-- BEGIN Supplied text --

I

 

 

THE FIGHT GAME

By Mike Sack

 

                                                      He could not bear the thought of training, not only because of the effort he could never summon
                                                      from himself now, but also because the idea of fighting was disorienting in its repugnance. He
                                                      felt that everyone at the Lido Gym was insane.
                                                                                                                                                -Leonard Gardner, Fat City

 

 

    I never punched anyone flush in the face, knuckles to nose, and joining a boxing club wasn't really about breaking that streak, I don't think. I'd been touched up a couple of times, never had a fist truly connect with my jaw, but boxing wasn't a masochistic endeavor, either, I don't think. The more I thought about it, the less I knew why I liked watching fighters and why I wanted to fight. I spoke to a friend about it, talked about having been fascinated with Tyson when I was younger, said I wanted to write about why I wanted to write about fighting. He looked at me like I told him I wanted to eat his face. "Very meta," he said. "That's dumb. You like boxing because it's exciting to see two people hit each other in the face." Famed boxing analyst and announcer Max Kellerman said something similar in an interview once. It was in the boxing issue of a great but now defunct Chicago magazine called Stop Smiling.

 

Stop Smiling: How do you think boxing can reach the next level in terms of sports hierarchy and viewership?

Max Kellerman: Boxing is intrinsically the most compelling sport, period. You can do a thought experiment that
proves this very simply. If you come to an intersection, and there are four corners, and on one corner there's
a basketball game being played, on another corner a stickball game, on another corner there's a football
game, and on the fourth corner there's a fist fight, where's the crowd?

 

Case dismissed. I conceded to my friend's analysis at the time, thinking my mealy mouthed explanations of being fascinated by Mike Tyson were sentimental turned intellectual hairballs. I stopped thinking about it. I just went to the gym, again and again. I liked it the way I liked playing most sports when I was a kid, abandoning my body to the functions of the game. This was in the summer of 2017. I had told more people than I should have that I wanted to fight in the next Golden Gloves tournament. In the fall, when I began to call exercising "training", my work hours increased, I stopped training, and started slowly accumulating twenty-five pounds. I still watched plenty of fights on the computer at home. New fights, old fights, famous fights, hardly known fights. And the more I watched, the more it set in that my friend wasn't all the way right, and neither was Kellerman.

     You can do another thought experiment. If you walk a little farther down the road, you'll come to another four corner intersection. It is a much stranger, more media inspired 21st century USA intersection. On one corner there is a boxing match, with gloves, uniforms, a referee, a ring, and all the trimmings. On the second corner there is a cage surrounding a padded octagon; it's an MMA fight. The gloves look more like mittens and the two competitors really look like they want to hurt each other. While the first two corners involve competition between two males, the third corner hosts a female bare knuckle bout. On the fourth corner, two rival gangs are about to go at each other a la Adventures in Babysitting. Where's the crowd? What if we replace the gang fight with a public orgy? Or a woman giving birth? Or a naked celebrity playing the bongos? Or a young man eating a crushed up light bulb and washing it down with his own urine? Which one would you pay to watch? And how much? And why?

-- END Supplied text --
-- BEGIN Supplied data --

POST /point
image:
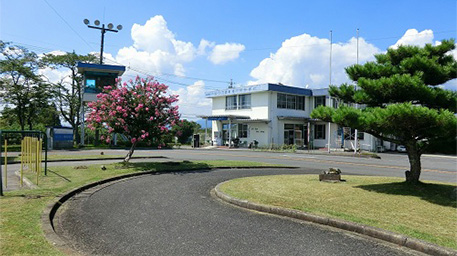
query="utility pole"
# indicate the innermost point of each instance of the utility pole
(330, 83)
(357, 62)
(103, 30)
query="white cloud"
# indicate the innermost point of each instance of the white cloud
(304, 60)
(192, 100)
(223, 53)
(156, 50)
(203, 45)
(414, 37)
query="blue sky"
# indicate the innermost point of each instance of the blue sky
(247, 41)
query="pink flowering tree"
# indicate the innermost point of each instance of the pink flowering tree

-- END Supplied data --

What you will do:
(a) From the boxing essay, list what is happening on each of the four corners in Max Kellerman's intersection thought experiment.
(b) Go on with the boxing essay from the point where it stops, in the same first-person voice.

Response list:
(a)
- A basketball game
- A stickball game
- A football game
- A fist fight

(b)
     Kellerman's intersection analogy and my friend's common sense both treat the question of boxing's interest as pure spectacle. If it were only about the rush of blood, it seems to follow that I would like the sheer brutality of Ultimate Fighting as much as, if not more than, boxing, which I don't. The more I think about  it, the more I think of my grandfather, Lincoln. He had a doting admiration for tough guys, and would tell the stories of his younger self cast as such. One of the more recycled stories was of his front tooth being chipped in a fight and telling his mother the drinking fountain did it. I could see a tacit approval in his face when my uncle would tell us that my cousin called home again from Camp Lejeune because he'd earned phone privileges by winning another fight in a 4x4 ring. I have impressionistic memories of Lincoln's excitement and disbelief the day after Tyson was knocked out in Tokyo by Buster Douglas. What brought me to boxing wasn't the thrill of the punches; it was the perception of the men who threw them by a man I loved.

 

 

     The first boxing gym I walked in to was in the basement of the Eckhart Park Chicago Parks District building in 2010. It was run by a short, grandfather aged, rock solid Mexican man named Arturo Rios. He ran the boxing program for Eckhart in addition to training professional fighters. The space was just big enough for a ring and surrounding punching bags. I didn't last long at Eckhart. I went to the gym sporadically for about a year, trying to mimic some of the pro fighters I saw in there, learning drills by watching the 18+ age groups in their hour-long programs. I didn't learn much technically, I was too shy, trying to act outwardly casual, pushing the obviousness of my beginner status to the back of my brain. There was the familiar musk of machismo, one I identified with and loathed simultaneously. It was much easier to approach the female fighters, used to being outcast, than the male fighters. I sparred a couple of times with other beginners while the pros and longtime boxers watched. Nobody said anything to me afterward, and I wasn't clear headed enough to understand that it was probably because I never talked to anyone in there. I was convinced they were all laughing at me, and that they were just another band of cliquish machismo assholes. I stopped going.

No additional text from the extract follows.